* [ENUNCIADO 1]: Liste cada linha dos registros abaixo em que aparece a palavra "label".

* [TRECHO SELECIONADO]:
Pierre Bourdieu escolheu como último objeto de análise científica sua própria vida, sua própria trajetória. Talvez como a prova definitiva de seu sistema teórico, ele tentou analisar a formação de suas disposições intelectuais, a posição que ocupou no campo intelectual francês e a forma como essa posição objetiva (e sua evolução ao longo do tempo), orientou suas tomadas de posição científicas e políticas. Seria inútil buscar especular então qual a razão da escolha desse objeto: seja para "organizar o retorno do recalcado", como diz o próprio Bourdieu em um tom bastante "psicológico", seja para dar a versão oficial de si ou para "desencorajar as biografias e os biógrafos, como que revelando, [...] as informações que teria gostado de encontrar quando tentava compreender os escritores ou os artistas do passado" (idem, p. 133). Seguindo as orientações do próprio autor, é preciso indagar-se sobre a pertinência da análise desse objeto, a vida de Bourdieu, a partir desses conceitos e concepções.

Poderíamos pensar, por um lado, que a história de Bourdieu é, na realidade, a negação de sua própria constatação sobre o processo de violência simbólica que imprime nos habitus a inevitabilidade dos destinos sociais. Como argumenta Loïc Wacquant, retomando Raymond Aron, "Bourdieu foi a exceção às leis de transmissão do capital cultural que ele mesmo estabeleceu em seus livros iniciais" (WACQUANT, 2002, p. 96). Filho de um funcionário do correio de um vilarejo afastado na região do Béarn, Bourdieu teve uma origem social humilde. Foi sua excelência escolar que o conduziu ao mundo dos "herdeiros", da aristocracia escolar no Khâgne do Liceu Luis-le-Grand, lugar da "eleição dos eleitos" que reunia os melhores estudantes da França, no melhor curso preparatório para a École Normale Supérieure, onde Bourdieu seguiu, posteriormente, Filosofia, a melhor disciplina para promover a carreira daqueles que se destinavam, ou no mínimo aspiravam a um lugar no mundo da alta intelectualidade. No entanto, refletindo mais cuidadosamente, acredito ser exatamente essa contradição, esse desencaixe, o que nos possibilita compreender grande parte de suas tomadas de posição ou, ao menos, os seus fundamentos.

* [REGISTROS LISTADOS]:
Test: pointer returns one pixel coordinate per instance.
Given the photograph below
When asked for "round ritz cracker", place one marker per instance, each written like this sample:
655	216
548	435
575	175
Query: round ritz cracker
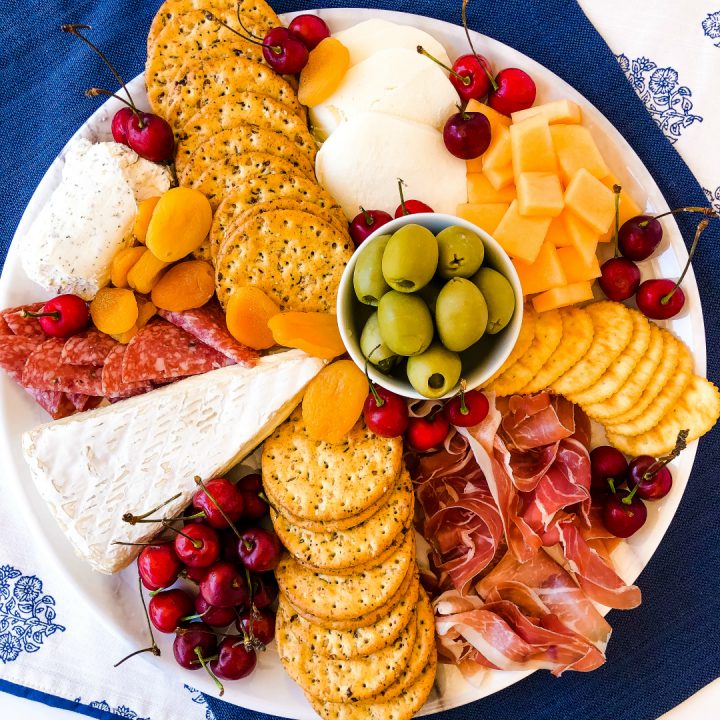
360	642
295	258
632	390
577	333
341	549
613	326
249	108
342	680
623	367
696	410
324	481
346	601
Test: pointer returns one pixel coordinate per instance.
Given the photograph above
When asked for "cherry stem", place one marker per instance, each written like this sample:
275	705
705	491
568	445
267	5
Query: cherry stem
75	30
698	232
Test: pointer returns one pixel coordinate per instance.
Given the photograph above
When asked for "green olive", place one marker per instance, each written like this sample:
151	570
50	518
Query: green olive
410	258
434	372
461	252
461	314
368	279
499	296
405	323
373	347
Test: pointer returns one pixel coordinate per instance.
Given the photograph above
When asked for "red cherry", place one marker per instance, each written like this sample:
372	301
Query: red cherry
168	607
385	413
283	52
310	29
473	412
367	222
467	135
515	91
620	278
158	566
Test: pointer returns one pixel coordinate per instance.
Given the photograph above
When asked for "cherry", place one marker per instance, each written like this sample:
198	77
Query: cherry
167	608
259	549
515	91
234	660
310	29
385	413
63	316
198	545
467	135
225	585
468	408
367	222
620	278
158	566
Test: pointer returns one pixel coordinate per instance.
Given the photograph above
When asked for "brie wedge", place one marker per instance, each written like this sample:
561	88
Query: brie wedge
93	467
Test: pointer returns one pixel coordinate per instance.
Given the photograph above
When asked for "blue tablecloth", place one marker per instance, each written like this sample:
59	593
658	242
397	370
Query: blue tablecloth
660	653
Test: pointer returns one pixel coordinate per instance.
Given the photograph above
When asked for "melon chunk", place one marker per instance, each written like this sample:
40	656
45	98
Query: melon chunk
575	266
558	111
543	274
486	216
591	201
521	237
481	191
532	146
540	194
576	149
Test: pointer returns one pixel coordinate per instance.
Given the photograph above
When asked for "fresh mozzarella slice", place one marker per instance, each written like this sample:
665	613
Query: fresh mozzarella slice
361	162
397	82
130	457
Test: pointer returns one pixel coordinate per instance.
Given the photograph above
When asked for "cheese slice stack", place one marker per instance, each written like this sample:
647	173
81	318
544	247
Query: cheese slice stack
93	467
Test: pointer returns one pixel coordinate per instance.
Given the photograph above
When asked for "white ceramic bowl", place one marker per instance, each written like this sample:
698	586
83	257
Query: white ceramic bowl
480	361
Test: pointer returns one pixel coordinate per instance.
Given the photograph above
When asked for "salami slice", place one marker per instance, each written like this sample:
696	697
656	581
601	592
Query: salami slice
208	325
161	351
90	347
44	370
113	387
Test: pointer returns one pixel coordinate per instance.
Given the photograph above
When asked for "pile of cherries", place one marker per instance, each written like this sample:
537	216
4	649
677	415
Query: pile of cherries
222	550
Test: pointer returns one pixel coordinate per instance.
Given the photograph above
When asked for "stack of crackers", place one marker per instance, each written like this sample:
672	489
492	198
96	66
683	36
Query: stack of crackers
627	373
354	627
243	141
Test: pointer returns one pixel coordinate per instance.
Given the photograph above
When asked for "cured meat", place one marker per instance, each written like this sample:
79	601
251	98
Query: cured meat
161	351
44	370
90	347
208	325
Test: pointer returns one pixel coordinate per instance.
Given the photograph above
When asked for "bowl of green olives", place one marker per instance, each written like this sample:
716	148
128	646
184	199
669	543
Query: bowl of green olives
429	300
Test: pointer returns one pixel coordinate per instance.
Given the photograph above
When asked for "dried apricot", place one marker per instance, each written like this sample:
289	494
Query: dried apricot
142	219
145	272
179	224
122	264
334	400
114	310
315	333
324	71
187	285
248	312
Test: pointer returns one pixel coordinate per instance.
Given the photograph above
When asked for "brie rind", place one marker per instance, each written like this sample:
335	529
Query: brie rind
93	467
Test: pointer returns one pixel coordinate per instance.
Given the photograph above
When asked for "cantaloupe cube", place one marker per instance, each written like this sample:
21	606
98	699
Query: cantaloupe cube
481	191
576	149
563	297
558	111
485	215
591	201
545	273
581	235
521	237
540	194
575	267
532	146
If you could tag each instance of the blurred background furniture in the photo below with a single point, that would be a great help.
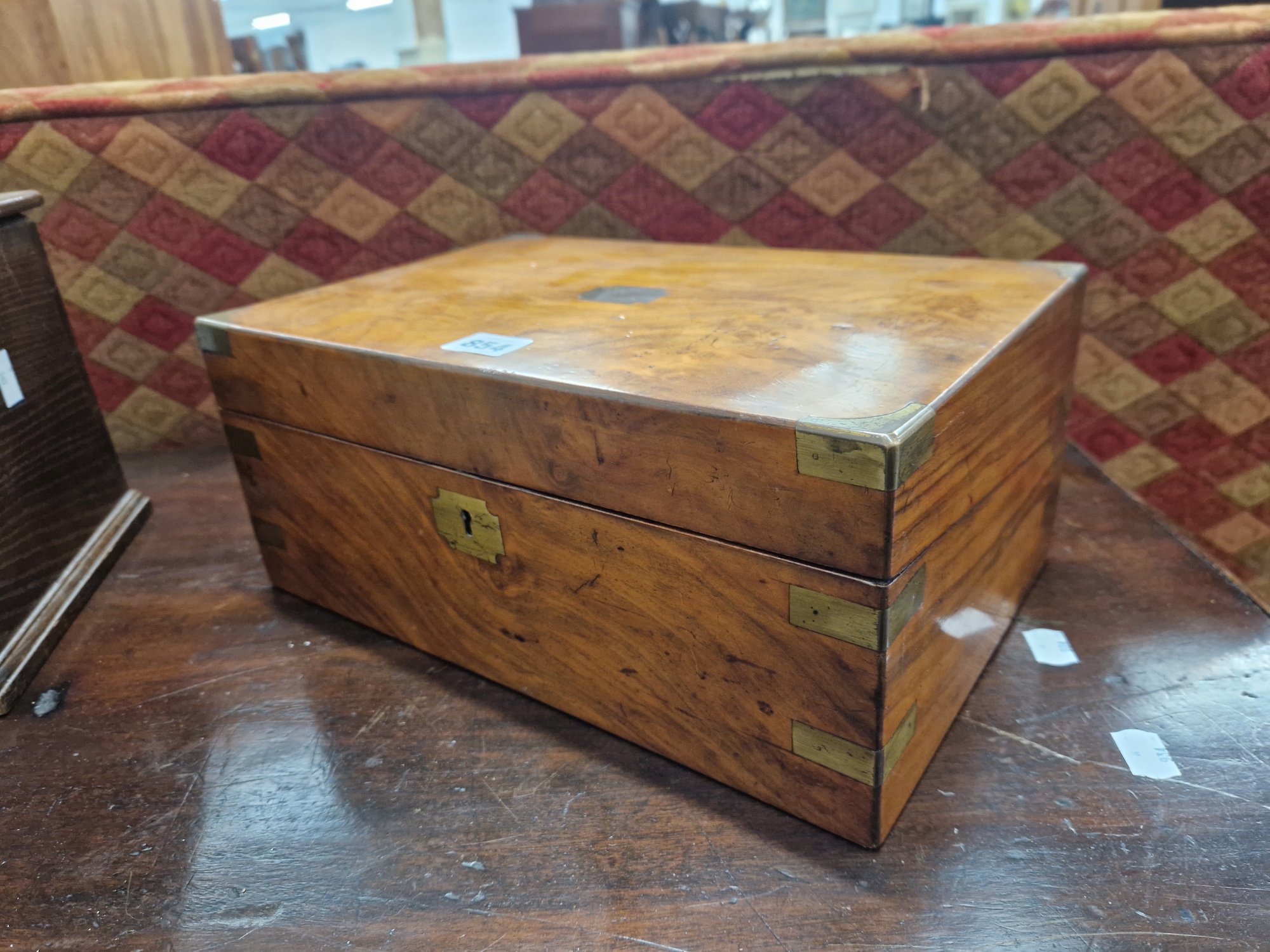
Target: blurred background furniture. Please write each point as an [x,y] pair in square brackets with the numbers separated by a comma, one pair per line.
[54,43]
[1133,143]
[575,27]
[65,510]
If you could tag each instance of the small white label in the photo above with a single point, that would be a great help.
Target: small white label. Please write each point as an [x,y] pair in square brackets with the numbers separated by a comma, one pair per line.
[488,345]
[1051,647]
[10,390]
[967,623]
[1146,755]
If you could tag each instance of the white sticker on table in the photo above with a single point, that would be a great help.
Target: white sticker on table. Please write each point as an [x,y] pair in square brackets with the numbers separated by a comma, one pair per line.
[11,392]
[1051,647]
[1146,755]
[487,345]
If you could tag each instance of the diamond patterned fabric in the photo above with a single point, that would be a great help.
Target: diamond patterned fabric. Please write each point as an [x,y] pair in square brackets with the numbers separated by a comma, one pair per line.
[1150,166]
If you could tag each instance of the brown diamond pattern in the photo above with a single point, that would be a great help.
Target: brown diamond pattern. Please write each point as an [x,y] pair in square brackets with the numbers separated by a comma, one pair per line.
[1151,167]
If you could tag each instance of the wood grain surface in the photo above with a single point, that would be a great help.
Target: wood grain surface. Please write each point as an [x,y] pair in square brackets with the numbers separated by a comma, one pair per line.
[681,411]
[213,781]
[679,643]
[59,475]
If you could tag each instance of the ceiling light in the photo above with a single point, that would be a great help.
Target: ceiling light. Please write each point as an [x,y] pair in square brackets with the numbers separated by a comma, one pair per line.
[274,20]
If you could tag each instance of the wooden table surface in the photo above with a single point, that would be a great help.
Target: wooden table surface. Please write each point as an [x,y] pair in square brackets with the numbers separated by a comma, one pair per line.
[233,769]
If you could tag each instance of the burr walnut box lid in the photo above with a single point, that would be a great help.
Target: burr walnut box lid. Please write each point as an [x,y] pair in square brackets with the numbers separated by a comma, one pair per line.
[841,409]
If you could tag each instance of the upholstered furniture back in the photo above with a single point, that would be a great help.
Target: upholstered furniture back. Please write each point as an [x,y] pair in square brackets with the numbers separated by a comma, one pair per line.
[1135,144]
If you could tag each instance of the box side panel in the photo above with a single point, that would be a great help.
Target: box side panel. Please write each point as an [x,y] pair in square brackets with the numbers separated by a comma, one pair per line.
[935,666]
[676,643]
[725,478]
[1015,406]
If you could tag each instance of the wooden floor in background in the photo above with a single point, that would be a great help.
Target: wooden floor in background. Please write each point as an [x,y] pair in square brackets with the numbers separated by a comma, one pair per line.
[233,769]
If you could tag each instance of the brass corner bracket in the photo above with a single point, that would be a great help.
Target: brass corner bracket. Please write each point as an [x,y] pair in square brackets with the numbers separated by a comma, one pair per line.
[859,625]
[876,453]
[855,761]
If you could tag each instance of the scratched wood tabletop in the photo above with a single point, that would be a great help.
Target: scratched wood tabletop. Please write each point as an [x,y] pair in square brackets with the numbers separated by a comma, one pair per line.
[233,769]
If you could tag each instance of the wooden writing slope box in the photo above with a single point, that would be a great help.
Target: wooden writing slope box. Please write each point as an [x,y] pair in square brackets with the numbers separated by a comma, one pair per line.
[764,512]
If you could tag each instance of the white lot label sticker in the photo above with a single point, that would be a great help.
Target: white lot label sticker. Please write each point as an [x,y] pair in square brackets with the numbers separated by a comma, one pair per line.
[1051,647]
[10,390]
[488,345]
[1146,755]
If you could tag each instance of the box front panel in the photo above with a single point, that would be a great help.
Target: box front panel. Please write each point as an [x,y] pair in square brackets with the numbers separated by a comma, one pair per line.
[713,656]
[678,643]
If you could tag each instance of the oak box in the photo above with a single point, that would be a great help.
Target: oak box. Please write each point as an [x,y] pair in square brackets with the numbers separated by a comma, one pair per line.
[764,512]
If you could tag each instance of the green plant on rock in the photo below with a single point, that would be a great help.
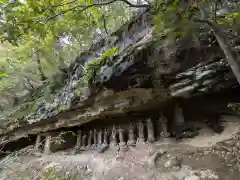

* [ENUNCIADO 2]: Transcreva na íntegra, sem qualquer alteração, o trecho acima sobre a trajetória de Pierre Bourdieu.

* [RESOLUÇÃO 1]:
If you could tag each instance of the small white label in the photo above with a single point, that would be a great help.
Target: small white label. Please write each point as an [x,y] pair in square brackets with the numbers separated by a comma, one pair per line.
If you could tag each instance of the white lot label sticker in the photo above with a single point, that would be a great help.
Target: white lot label sticker. Please write each point as an [x,y] pair in square brackets with the numbers separated by a comma, one pair per line.

* [RESOLUÇÃO 2]:
Pierre Bourdieu escolheu como último objeto de análise científica sua própria vida, sua própria trajetória. Talvez como a prova definitiva de seu sistema teórico, ele tentou analisar a formação de suas disposições intelectuais, a posição que ocupou no campo intelectual francês e a forma como essa posição objetiva (e sua evolução ao longo do tempo), orientou suas tomadas de posição científicas e políticas. Seria inútil buscar especular então qual a razão da escolha desse objeto: seja para "organizar o retorno do recalcado", como diz o próprio Bourdieu em um tom bastante "psicológico", seja para dar a versão oficial de si ou para "desencorajar as biografias e os biógrafos, como que revelando, [...] as informações que teria gostado de encontrar quando tentava compreender os escritores ou os artistas do passado" (idem, p. 133). Seguindo as orientações do próprio autor, é preciso indagar-se sobre a pertinência da análise desse objeto, a vida de Bourdieu, a partir desses conceitos e concepções.

Poderíamos pensar, por um lado, que a história de Bourdieu é, na realidade, a negação de sua própria constatação sobre o processo de violência simbólica que imprime nos habitus a inevitabilidade dos destinos sociais. Como argumenta Loïc Wacquant, retomando Raymond Aron, "Bourdieu foi a exceção às leis de transmissão do capital cultural que ele mesmo estabeleceu em seus livros iniciais" (WACQUANT, 2002, p. 96). Filho de um funcionário do correio de um vilarejo afastado na região do Béarn, Bourdieu teve uma origem social humilde. Foi sua excelência escolar que o conduziu ao mundo dos "herdeiros", da aristocracia escolar no Khâgne do Liceu Luis-le-Grand, lugar da "eleição dos eleitos" que reunia os melhores estudantes da França, no melhor curso preparatório para a École Normale Supérieure, onde Bourdieu seguiu, posteriormente, Filosofia, a melhor disciplina para promover a carreira daqueles que se destinavam, ou no mínimo aspiravam a um lugar no mundo da alta intelectualidade. No entanto, refletindo mais cuidadosamente, acredito ser exatamente essa contradição, esse desencaixe, o que nos possibilita compreender grande parte de suas tomadas de posição ou, ao menos, os seus fundamentos.